#### Input rows ####

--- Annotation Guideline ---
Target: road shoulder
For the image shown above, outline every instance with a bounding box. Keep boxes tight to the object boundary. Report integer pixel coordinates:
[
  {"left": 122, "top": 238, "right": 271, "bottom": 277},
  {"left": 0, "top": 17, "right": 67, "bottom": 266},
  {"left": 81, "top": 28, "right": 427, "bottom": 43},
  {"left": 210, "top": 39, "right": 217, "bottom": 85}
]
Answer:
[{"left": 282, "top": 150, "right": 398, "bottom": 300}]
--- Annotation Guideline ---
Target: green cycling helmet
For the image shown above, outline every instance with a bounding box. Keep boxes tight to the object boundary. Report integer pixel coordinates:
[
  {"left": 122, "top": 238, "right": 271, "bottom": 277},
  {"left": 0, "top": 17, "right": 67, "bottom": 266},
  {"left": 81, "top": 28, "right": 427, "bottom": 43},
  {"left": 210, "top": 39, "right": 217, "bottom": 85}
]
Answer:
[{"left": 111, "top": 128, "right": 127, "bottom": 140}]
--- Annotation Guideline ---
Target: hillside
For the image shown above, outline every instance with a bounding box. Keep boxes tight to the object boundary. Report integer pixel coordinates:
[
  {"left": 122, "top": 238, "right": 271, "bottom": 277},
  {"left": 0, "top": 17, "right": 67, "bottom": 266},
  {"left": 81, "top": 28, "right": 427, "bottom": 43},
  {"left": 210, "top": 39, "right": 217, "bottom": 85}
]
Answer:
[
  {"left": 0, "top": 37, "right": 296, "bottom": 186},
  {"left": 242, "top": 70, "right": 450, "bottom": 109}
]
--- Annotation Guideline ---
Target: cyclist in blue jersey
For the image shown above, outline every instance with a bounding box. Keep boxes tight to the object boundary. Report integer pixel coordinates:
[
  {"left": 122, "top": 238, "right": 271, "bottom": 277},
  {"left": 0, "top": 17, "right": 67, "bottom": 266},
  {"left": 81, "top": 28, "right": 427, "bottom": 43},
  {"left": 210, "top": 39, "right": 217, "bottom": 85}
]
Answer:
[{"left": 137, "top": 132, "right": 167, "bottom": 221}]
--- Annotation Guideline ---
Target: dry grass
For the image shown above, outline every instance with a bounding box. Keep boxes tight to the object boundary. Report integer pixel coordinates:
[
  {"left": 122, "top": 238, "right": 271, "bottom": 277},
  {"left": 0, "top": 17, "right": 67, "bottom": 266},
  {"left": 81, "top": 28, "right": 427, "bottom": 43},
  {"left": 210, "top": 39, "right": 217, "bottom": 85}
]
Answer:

####

== What you are asked to do ==
List each line in the entries above that contains the string "Target".

== Finished task ==
Target: road shoulder
Target: green cycling helmet
Target: hillside
Target: cyclist in blue jersey
Target: dry grass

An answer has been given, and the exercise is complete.